Aim of the exercise:
Return every line from the records below with the string "TARGET".

Source data:

--- START ---

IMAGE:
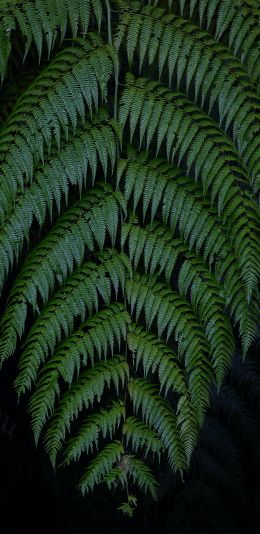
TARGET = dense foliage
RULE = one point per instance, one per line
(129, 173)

--- END ---
--- START ---

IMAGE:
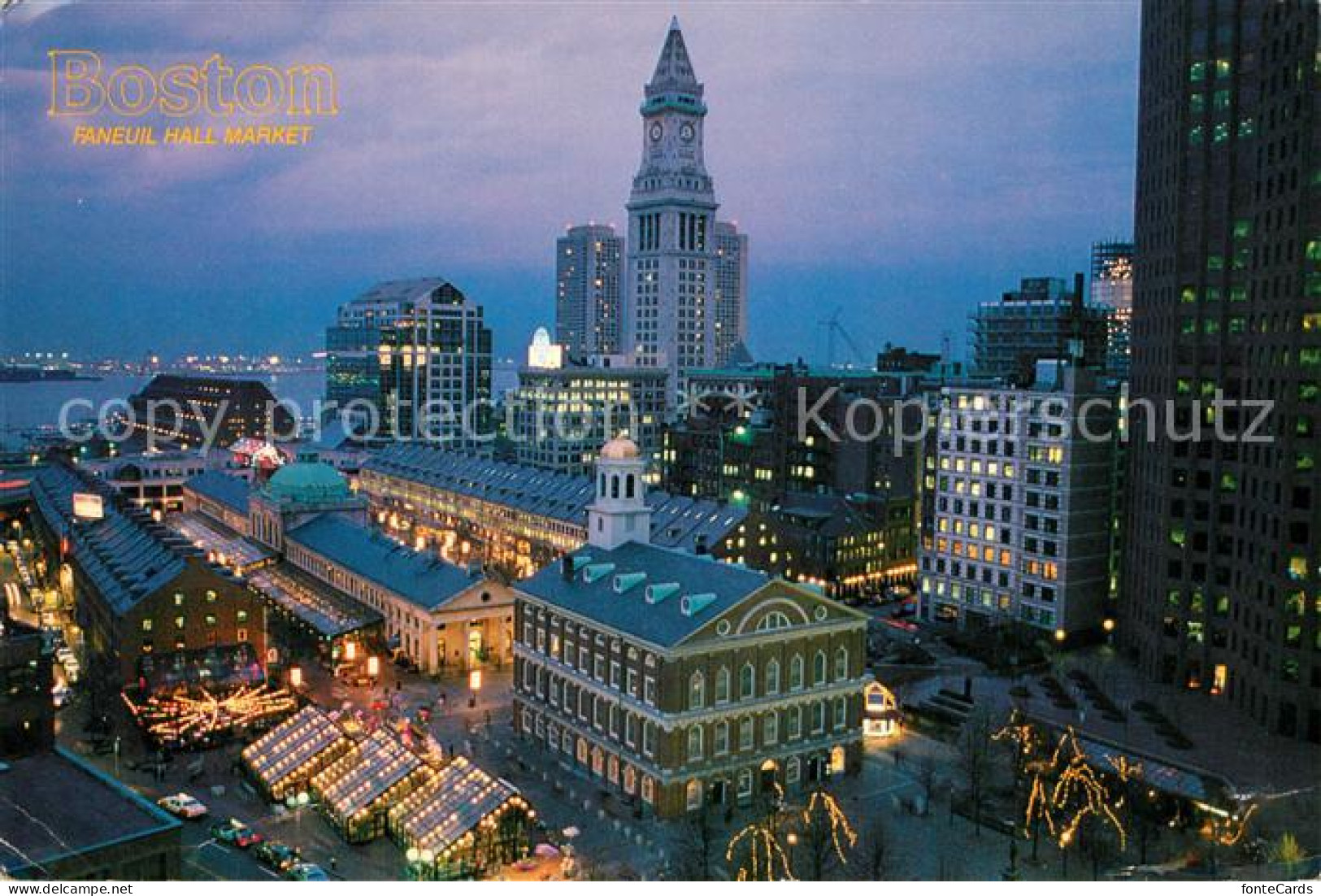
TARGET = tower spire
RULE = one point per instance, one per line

--- END ---

Output of the exercise:
TARGET = dense foliage
TARGET = tower spire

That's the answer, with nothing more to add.